■ **Study questions**:
[1] In the Bert Cooper obituary, list every boxer named as someone Cooper lost to.
[2] According to the Bert Cooper obituary, why did the referee declare a knockdown in the third round even though Holyfield did not go to the canvas?
[3] From the Bert Cooper obituary, output the passage starting at "They fell out" and ending at "for six months.".

■ **Supplied text**:
----------

Bert Cooper, Boxer Who Knocked Down Holyfield, Dies at 53

Bert Cooper, a powerful ring brawler who was the first professional boxer to knock down Evander Holyfield — although he went on to lose their heavyweight championship bout — died on Friday at his home in Philadelphia. He was 53.

The cause was pancreatic cancer, said Vinny LaManna, one of Cooper’s former managers.

Cooper was not supposed to face Holyfield. Holyfield’s intended opponent, Mike Tyson, dropped out when he injured his rib cage. Francesco Damiani, Tyson’s replacement, then withdrew after hurting an ankle. Cooper, who had recently won four consecutive fights, signed up with about a week’s notice.

What then happened, on Nov. 23, 1991, at the Omni Coliseum in Atlanta, had the makings of one of the biggest upsets in boxing history. In the third round, Cooper stunned Holyfield with a vicious overhand right. Holyfield went limp, and after another right and a shove, he fell into the ropes. The referee, Mills Lane, declared a knockdown because the ropes were all that kept the dazed Holyfield on his feet.

But Holyfield recovered, while still absorbing punishment from a tiring Cooper. In the seventh round, after pummeling Cooper with a barrage of punches, Holyfield retained his title by a technical knockout.

“He didn’t give up,” Holyfield said of Cooper afterward. “He was aggressive enough to put me in a fight I didn’t want to be in.”

Cooper was, at best, a journeyman fighter with a potent right hand. He had 38 career victories — 31 of them by knockout — but 25 losses. He was known more for his losses (to George Foreman, Ray Mercer, Riddick Bowe and Michael Moorer, whom he knocked down twice, as well as to Holyfield) than for his victories (over Henry Tillman in 1986, to win the North American Boxing Federation’s cruiserweight title, and Orlin Norris in 1990, to win the federation’s heavyweight championship).

Bertram Cooper was born on Jan. 10, 1966, and grew up in Sharon Hill, Pa., near Philadelphia. By age 12, he had decided that he wanted to box, so he took a bus to the North Philadelphia gym run by Joe Frazier, the former heavyweight champion.

Frazier, who saw possible greatness in Cooper, became his manager and gave him a nickname, Scam Booger. Cooper, in turn, nicknamed himself Smokin’ Bert — in homage to Frazier, who was known as Smokin’ Joe.

They fell out over remarks that Cooper made in 1987 when he was knocked out in his first heavyweight fight after moving up from the cruiserweight class. He said that Frazier had insisted he make that move.

“I put on a lot of phony weight just eating sloppy stuff, junk food,” Cooper said in 1991. “Joe just wants someone with a world title belt just like he did.”

But Cooper had more issues than feeling unhappy as a heavyweight, the class in which he would ultimately fight full time: He had a drug problem. Cocaine was found in his system in a drug test he took in 1989 hours before his loss in Phoenix to Foreman, a fight in which he would not leave the stool to start the third round. When the test results were learned after the bout, the Arizona athletic commission fined him $1,500 from his purse and required him to undergo drug tests periodically for six months.

“I spent most of my money on me and my pipe,” Cooper said in an interview with The Regina Leader-Post of Saskatchewan before a fight in 1991 against Conroy Nelson there. “I even sold my clothes to buy drugs. I had a couple of really nice outfits, and I sold them for drug money.”

After he was arrested and charged with cocaine possession in 1992, his mother, Henrietta Cooper, said, “Maybe when he dries out, he will come back home to those who love him.”

Information about Cooper’s survivors was not immediately available.

He continued to fight regularly until 2002 and returned in 2010; he fought five bouts over the next two years, losing the last three. He was named to the New Jersey Boxing Hall of Fame in 2014 and to the Pennsylvania Boxing Hall of Fame three years later.

Cooper acknowledged that he could have been a better boxer if drugs and other problems had not derailed him. When asked by the website Boxing Insider in 2015 how he would like to be remembered, he had a poignant response.

“Bert Cooper wasn’t at his best,” he said. “The majority of my career, I wasn’t at my best.”

----------

■ **Source records**:
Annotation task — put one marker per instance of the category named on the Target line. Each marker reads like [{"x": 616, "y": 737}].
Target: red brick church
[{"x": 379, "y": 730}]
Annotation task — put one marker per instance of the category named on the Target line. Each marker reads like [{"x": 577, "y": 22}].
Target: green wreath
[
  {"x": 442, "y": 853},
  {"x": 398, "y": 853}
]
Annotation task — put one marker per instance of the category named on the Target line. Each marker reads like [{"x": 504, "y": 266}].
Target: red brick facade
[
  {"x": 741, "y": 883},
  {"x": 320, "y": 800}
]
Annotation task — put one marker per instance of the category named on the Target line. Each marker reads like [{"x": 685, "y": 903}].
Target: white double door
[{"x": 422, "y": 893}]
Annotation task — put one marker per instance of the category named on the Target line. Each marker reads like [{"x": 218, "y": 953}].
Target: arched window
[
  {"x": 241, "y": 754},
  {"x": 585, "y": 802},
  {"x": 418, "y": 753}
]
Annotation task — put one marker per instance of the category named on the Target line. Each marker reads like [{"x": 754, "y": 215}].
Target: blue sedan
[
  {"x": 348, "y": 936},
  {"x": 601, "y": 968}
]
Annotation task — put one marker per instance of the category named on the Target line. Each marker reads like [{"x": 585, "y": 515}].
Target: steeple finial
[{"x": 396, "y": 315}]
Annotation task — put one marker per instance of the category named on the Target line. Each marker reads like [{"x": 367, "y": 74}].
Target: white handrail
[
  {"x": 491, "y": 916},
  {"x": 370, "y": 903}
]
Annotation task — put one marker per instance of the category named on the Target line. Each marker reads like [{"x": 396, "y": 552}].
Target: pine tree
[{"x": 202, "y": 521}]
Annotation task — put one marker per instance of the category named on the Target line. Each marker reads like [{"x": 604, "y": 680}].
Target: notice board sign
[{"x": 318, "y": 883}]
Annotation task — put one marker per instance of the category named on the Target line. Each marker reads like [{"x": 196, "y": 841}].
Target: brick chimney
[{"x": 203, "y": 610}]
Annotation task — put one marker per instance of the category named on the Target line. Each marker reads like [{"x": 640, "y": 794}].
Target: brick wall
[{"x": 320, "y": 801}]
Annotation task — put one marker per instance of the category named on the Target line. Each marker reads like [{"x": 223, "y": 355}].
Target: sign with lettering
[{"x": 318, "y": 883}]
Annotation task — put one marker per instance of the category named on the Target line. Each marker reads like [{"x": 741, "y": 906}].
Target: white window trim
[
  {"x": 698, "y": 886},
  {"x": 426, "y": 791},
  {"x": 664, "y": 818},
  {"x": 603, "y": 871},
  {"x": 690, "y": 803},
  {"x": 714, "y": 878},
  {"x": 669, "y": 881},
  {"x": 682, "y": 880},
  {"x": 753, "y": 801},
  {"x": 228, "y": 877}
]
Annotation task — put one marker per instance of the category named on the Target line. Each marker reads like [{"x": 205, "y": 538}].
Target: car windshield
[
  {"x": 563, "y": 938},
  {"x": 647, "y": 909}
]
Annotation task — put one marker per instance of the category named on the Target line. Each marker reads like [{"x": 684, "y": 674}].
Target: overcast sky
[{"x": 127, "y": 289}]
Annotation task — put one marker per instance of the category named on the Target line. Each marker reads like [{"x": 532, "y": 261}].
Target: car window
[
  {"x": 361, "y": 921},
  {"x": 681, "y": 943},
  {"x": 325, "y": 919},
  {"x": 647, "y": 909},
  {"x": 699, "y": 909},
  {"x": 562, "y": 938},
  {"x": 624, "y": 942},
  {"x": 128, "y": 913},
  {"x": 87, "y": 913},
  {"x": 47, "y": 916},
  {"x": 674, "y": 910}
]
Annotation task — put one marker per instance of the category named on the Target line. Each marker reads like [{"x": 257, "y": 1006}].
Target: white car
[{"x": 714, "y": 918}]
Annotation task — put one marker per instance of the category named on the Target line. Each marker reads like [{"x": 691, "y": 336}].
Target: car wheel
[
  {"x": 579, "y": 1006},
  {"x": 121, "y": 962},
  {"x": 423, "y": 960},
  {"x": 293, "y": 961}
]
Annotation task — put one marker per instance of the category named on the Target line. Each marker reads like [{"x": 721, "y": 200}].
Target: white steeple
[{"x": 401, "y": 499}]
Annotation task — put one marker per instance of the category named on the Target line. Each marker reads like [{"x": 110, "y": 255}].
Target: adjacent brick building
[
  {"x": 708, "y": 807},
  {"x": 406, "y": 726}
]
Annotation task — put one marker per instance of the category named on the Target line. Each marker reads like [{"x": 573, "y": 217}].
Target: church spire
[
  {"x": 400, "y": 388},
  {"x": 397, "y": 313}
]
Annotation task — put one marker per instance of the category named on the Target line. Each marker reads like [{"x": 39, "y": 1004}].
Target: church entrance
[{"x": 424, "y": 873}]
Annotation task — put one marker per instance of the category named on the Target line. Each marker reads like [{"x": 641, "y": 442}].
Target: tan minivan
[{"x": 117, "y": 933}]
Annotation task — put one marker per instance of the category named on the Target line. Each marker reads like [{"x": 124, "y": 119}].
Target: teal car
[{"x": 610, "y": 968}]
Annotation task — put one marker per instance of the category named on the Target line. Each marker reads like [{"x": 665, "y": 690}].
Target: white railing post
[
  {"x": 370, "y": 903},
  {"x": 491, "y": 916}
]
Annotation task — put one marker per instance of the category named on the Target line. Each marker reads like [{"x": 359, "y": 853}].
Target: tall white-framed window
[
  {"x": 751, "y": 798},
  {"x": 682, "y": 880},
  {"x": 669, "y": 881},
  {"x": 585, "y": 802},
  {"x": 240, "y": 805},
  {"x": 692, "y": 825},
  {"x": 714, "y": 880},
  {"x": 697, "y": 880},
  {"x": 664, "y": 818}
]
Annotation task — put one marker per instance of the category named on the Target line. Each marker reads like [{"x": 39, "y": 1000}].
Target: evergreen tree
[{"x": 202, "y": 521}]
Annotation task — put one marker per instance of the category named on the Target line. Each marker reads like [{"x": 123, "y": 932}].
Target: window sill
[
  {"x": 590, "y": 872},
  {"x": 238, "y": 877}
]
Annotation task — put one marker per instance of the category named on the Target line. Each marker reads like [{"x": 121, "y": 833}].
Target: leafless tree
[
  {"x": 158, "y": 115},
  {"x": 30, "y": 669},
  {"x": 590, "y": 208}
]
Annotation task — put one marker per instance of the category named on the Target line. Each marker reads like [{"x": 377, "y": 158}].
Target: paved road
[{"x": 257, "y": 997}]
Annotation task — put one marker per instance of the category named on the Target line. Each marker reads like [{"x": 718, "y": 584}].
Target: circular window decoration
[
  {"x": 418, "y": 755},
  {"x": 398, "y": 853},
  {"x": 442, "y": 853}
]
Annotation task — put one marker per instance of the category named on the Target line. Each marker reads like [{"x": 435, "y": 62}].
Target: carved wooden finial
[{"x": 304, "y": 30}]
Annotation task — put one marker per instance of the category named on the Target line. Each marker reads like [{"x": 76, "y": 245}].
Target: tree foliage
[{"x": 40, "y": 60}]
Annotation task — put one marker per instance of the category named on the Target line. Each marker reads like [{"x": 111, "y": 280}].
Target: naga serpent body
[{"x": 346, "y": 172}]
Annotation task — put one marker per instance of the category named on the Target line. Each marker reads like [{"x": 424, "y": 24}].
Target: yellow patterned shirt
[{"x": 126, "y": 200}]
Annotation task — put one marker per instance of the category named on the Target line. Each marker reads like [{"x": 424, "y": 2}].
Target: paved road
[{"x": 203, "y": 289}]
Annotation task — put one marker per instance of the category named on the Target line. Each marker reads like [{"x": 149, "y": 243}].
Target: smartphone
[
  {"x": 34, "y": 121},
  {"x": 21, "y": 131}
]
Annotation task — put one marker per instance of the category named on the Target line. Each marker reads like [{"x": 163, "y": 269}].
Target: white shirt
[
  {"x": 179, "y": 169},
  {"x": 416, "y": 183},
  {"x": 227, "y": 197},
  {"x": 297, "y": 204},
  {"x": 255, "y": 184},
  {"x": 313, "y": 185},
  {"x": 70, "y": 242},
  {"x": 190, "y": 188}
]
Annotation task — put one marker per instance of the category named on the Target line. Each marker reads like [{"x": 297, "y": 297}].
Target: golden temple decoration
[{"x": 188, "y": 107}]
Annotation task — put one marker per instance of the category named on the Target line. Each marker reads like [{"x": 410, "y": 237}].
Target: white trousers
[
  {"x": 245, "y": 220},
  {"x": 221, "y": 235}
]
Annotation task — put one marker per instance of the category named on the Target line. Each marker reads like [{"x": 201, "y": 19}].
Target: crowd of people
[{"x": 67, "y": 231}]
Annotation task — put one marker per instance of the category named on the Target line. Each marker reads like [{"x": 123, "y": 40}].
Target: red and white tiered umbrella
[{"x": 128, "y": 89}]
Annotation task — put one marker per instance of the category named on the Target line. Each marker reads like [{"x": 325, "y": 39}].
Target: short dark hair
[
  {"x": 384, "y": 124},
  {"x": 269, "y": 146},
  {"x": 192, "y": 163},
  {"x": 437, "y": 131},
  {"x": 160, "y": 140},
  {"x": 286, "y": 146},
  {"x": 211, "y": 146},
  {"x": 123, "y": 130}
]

----------

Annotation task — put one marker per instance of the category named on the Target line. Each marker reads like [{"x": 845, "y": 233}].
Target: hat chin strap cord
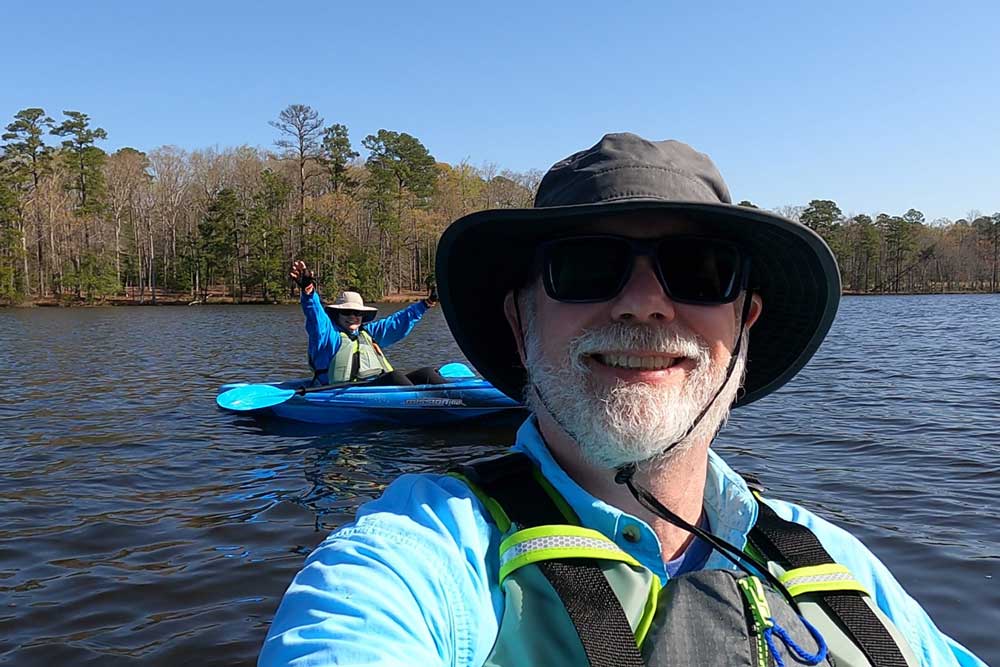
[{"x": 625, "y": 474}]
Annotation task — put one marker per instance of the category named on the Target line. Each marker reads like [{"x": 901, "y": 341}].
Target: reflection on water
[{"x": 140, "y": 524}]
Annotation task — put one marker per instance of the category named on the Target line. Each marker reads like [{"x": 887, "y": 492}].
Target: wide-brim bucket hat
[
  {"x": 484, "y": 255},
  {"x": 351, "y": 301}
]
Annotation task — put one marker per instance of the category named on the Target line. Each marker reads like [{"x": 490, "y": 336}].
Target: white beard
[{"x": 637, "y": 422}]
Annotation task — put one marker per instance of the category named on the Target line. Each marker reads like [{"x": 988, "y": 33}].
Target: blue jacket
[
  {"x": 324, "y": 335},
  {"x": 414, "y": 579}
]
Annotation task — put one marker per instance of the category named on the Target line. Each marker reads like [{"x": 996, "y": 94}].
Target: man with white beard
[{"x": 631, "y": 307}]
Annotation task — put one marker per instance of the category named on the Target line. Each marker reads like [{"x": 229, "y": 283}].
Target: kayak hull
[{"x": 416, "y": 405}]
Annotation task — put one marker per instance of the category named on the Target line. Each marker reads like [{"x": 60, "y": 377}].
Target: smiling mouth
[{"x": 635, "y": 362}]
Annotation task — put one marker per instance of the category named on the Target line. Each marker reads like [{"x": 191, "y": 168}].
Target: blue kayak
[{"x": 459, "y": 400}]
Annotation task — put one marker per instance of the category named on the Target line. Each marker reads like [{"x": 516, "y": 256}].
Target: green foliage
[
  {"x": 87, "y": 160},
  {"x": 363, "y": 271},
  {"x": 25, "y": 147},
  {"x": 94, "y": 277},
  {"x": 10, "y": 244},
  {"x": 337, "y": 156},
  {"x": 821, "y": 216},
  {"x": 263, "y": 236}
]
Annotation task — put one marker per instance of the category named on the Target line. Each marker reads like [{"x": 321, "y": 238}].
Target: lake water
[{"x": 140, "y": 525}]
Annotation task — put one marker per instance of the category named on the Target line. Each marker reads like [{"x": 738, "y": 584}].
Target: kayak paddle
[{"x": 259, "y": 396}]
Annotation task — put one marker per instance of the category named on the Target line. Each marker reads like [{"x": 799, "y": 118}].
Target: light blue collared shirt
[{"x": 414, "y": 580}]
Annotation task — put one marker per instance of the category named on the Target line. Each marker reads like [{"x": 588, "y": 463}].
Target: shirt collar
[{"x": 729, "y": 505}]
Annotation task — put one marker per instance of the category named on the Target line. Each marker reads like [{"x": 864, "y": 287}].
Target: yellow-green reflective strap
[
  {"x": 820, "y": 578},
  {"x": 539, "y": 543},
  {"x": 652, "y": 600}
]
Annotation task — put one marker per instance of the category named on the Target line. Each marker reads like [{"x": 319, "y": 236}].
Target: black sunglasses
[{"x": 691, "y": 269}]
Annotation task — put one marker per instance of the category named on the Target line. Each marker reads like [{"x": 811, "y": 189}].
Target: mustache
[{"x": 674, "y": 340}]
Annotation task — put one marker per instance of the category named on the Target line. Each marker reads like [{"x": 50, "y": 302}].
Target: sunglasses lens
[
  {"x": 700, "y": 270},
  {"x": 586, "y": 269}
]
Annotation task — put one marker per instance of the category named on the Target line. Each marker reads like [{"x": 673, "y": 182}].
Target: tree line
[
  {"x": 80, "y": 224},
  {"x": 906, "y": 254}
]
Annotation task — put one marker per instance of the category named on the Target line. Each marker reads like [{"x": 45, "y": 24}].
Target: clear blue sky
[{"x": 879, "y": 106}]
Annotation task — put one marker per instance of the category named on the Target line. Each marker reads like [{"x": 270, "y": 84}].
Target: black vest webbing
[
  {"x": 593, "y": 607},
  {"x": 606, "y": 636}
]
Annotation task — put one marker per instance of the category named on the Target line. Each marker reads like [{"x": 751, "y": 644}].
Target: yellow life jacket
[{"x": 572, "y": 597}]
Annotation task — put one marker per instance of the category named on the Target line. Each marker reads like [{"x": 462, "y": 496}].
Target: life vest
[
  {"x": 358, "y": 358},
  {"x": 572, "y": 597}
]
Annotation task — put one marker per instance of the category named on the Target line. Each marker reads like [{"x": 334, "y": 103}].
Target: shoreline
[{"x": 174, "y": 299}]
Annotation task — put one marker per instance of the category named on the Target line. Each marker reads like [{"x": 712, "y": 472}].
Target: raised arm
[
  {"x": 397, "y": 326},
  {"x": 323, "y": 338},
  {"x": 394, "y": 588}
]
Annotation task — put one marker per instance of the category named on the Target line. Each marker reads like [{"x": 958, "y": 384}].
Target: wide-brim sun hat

----------

■ **Answers to the exercises**:
[1] George Foreman, Ray Mercer, Riddick Bowe, Michael Moorer, and Evander Holyfield.

[2] Mills Lane declared a knockdown because the ropes were all that kept the dazed Holyfield on his feet. Holyfield had gone limp after Cooper's overhand right and had fallen into the ropes after another right and a shove.

[3]
They fell out over remarks that Cooper made in 1987 when he was knocked out in his first heavyweight fight after moving up from the cruiserweight class. He said that Frazier had insisted he make that move.

“I put on a lot of phony weight just eating sloppy stuff, junk food,” Cooper said in 1991. “Joe just wants someone with a world title belt just like he did.”

But Cooper had more issues than feeling unhappy as a heavyweight, the class in which he would ultimately fight full time: He had a drug problem. Cocaine was found in his system in a drug test he took in 1989 hours before his loss in Phoenix to Foreman, a fight in which he would not leave the stool to start the third round. When the test results were learned after the bout, the Arizona athletic commission fined him $1,500 from his purse and required him to undergo drug tests periodically for six months.